START DATA IN THIS EXERCISE
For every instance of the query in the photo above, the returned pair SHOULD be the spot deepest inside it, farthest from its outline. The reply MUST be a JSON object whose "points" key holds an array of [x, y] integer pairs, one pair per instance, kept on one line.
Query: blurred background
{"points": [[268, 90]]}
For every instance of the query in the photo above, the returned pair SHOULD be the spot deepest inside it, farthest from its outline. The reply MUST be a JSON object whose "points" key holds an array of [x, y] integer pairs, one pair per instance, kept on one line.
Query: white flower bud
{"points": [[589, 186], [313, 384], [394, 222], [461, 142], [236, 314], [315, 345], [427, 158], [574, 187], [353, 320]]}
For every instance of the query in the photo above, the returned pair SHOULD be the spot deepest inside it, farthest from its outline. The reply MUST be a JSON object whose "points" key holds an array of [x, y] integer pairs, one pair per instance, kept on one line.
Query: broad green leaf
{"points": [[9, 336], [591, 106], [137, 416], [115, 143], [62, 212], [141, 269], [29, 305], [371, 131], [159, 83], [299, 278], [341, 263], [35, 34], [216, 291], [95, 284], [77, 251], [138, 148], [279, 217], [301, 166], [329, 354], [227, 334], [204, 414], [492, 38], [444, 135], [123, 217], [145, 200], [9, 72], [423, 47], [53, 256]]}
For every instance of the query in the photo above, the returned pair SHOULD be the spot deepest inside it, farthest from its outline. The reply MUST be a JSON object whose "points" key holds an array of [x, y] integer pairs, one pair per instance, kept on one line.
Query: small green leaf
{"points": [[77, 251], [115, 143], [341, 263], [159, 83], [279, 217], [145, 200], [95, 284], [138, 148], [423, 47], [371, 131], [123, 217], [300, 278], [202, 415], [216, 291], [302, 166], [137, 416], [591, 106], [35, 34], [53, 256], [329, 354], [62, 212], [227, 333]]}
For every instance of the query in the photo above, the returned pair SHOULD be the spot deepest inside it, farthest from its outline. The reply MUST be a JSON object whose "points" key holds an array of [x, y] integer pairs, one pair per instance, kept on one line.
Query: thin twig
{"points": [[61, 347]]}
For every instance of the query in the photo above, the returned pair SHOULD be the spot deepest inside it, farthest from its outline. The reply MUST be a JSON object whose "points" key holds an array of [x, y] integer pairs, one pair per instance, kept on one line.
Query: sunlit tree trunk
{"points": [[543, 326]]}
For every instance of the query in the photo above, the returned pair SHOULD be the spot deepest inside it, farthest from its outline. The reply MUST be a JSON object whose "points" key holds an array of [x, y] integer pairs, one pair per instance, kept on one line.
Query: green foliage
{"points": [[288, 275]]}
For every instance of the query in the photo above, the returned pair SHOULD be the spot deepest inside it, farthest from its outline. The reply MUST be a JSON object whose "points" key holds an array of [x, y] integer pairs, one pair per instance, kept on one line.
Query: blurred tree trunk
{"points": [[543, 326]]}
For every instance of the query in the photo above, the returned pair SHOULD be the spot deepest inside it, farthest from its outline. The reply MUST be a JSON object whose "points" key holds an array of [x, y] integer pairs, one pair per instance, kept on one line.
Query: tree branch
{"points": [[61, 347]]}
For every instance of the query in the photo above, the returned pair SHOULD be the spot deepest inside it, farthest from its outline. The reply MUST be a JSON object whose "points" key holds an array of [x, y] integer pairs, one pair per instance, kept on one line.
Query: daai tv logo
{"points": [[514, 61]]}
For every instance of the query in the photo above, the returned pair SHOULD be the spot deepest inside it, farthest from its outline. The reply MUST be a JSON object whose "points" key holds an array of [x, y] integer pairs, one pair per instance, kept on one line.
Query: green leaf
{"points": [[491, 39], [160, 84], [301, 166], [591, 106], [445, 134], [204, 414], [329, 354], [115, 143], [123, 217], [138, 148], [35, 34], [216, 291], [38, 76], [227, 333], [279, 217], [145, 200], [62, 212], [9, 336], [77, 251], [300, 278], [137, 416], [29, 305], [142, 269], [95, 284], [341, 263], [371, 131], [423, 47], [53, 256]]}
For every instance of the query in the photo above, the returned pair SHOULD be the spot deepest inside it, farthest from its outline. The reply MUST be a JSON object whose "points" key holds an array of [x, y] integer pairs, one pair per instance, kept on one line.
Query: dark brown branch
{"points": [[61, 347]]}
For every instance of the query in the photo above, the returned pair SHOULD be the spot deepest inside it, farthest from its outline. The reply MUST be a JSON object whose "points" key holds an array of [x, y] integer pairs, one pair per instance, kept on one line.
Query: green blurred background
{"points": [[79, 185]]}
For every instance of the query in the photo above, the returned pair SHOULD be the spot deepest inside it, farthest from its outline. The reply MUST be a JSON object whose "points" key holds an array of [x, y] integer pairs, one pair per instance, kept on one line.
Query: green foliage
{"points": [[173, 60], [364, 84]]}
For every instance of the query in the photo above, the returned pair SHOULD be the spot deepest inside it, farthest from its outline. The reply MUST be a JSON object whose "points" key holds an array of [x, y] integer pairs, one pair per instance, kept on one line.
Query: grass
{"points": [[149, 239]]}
END DATA IN THIS EXERCISE
TASK STATEMENT: Please repeat the data above verbatim, all of it.

TASK RESULT:
For every instance of the query in the photo above, the returned pair SHOULD be the spot deepest inside it, farthest from its outline. The reply MUST be a JSON object whose "points" key holds an array of [x, y] integer pairs, one pair per instance, kept on one line.
Query: blurred background
{"points": [[268, 90]]}
For every instance of the query in the photo above, the returned pair SHOULD be the spot deepest inside it, farthest from its outline. The reply MUST be a JSON object whose "points" key holds an array of [x, y] integer pairs, one pair per instance, kept on one line.
Query: white flower bud
{"points": [[589, 186], [313, 384], [394, 222], [461, 142], [236, 314], [315, 345], [427, 158], [574, 187], [353, 320]]}
For every instance of the query in the photo above, the returned pair SHOULD be the spot deepest inside it, farthest from its outline. The reply MUST be a JSON object whose "points" key holds an array of [x, y] integer pairs, one pair per instance, kept on one line.
Query: broad green leaf
{"points": [[9, 336], [591, 106], [137, 416], [115, 143], [62, 212], [141, 269], [29, 305], [371, 131], [159, 83], [299, 278], [341, 263], [35, 34], [216, 291], [95, 284], [77, 251], [138, 148], [279, 217], [301, 166], [329, 354], [227, 334], [204, 414], [492, 38], [444, 135], [123, 217], [145, 200], [9, 72], [423, 47], [53, 256]]}
For every instance of the query in the photo above, the returned pair SHOULD be the spot deepest inside it, farthest from its outline. The reply MUST be a JSON object whose "points" key holds an array of [x, y] integer pairs, one pair per instance, kept on one line.
Query: small green leaf
{"points": [[77, 251], [115, 143], [341, 263], [159, 83], [279, 217], [145, 200], [95, 284], [138, 148], [423, 47], [371, 131], [123, 217], [300, 278], [202, 415], [216, 291], [302, 166], [137, 416], [591, 106], [35, 34], [53, 256], [329, 354], [62, 212], [227, 333]]}
For every instance of the query in the photo above, the returned pair SHOULD be the spot deepest inside it, farthest from its outline. The reply MUST be a JSON object whose "points" key holds an array of [x, y] integer pairs, one pair per instance, kept on one line.
Query: thin twig
{"points": [[61, 347]]}
For every instance of the query in the photo above, the returned pair SHOULD be the spot deepest inside it, farthest from its outline. The reply MUST be a JSON object whose "points" key holds an array of [x, y] integer pairs, one pair per instance, kept on one line.
Query: sunlit tree trunk
{"points": [[543, 326]]}
For every instance of the query in the photo above, the returned pair SHOULD be the spot deepest inside it, farthest from its outline. The reply MUST be a JSON object whose "points" key holds an array of [x, y] integer pairs, one pair per instance, kept on one line.
Query: green foliage
{"points": [[288, 275]]}
For every instance of the query in the photo above, the returned pair SHOULD be the spot deepest inside it, farthest from its outline. The reply MUST be a JSON object whose "points" key holds an array of [x, y] integer pairs, one pair per instance, kept on one line.
Query: blurred tree trunk
{"points": [[543, 326]]}
For every instance of the query in the photo above, the returned pair SHOULD be the spot deepest inside it, farthest from its outline. The reply MUST be a JSON object whose "points" key holds an array of [x, y] integer pairs, one pair per instance, kept on one line.
Query: tree branch
{"points": [[61, 347]]}
For every instance of the query in the photo above, the returned pair SHOULD be the spot deepest inside it, farthest from its outline. The reply MUST be a JSON object whose "points" key holds an array of [x, y] integer pairs, one pair per instance, kept on one line.
Query: daai tv logo
{"points": [[514, 61]]}
For every instance of the query in the photo above, the returned pair SHOULD be the spot deepest inside it, farthest from its outline. The reply MUST be a JSON object whose "points" key holds an array of [x, y] integer pairs, one pair per instance, kept on one line.
Query: green leaf
{"points": [[491, 39], [160, 84], [301, 166], [591, 106], [445, 134], [204, 414], [329, 354], [115, 143], [123, 217], [138, 148], [35, 34], [216, 291], [38, 76], [227, 333], [279, 217], [145, 200], [62, 212], [9, 336], [77, 251], [300, 278], [137, 416], [29, 305], [142, 269], [95, 284], [341, 263], [371, 131], [423, 47], [53, 256]]}
For every instance of the query in the photo above, the returned pair SHOULD be the spot deepest inside it, farthest from its outline. The reply MUST be a JSON object whose "points" key holds an array of [x, y] integer pairs, one pair per instance, kept on one line.
Query: dark brown branch
{"points": [[61, 347]]}
For every instance of the query in the photo above, the returned pair SHOULD be the spot deepest inside it, farthest from its outline. The reply MUST be a JSON object whose "points" key holds an array of [x, y] integer pairs, one pair per instance, kept on one line.
Query: green blurred background
{"points": [[79, 185]]}
For every instance of the query in the photo above, the returned pair SHOULD be the spot deepest inside it, farthest from its outline. The reply MUST be a JSON object whose "points" key holds an array of [x, y] integer pairs, one pair per instance, kept on one line.
Query: green foliage
{"points": [[173, 60], [364, 84]]}
For every instance of the query in the photo above, the returned pair SHOULD be the spot deepest inside it, farthest from its outline. The reply MUST be a JSON object whose "points" key holds an array of [x, y] integer pairs, one pair per instance, kept on one line.
Query: grass
{"points": [[149, 239]]}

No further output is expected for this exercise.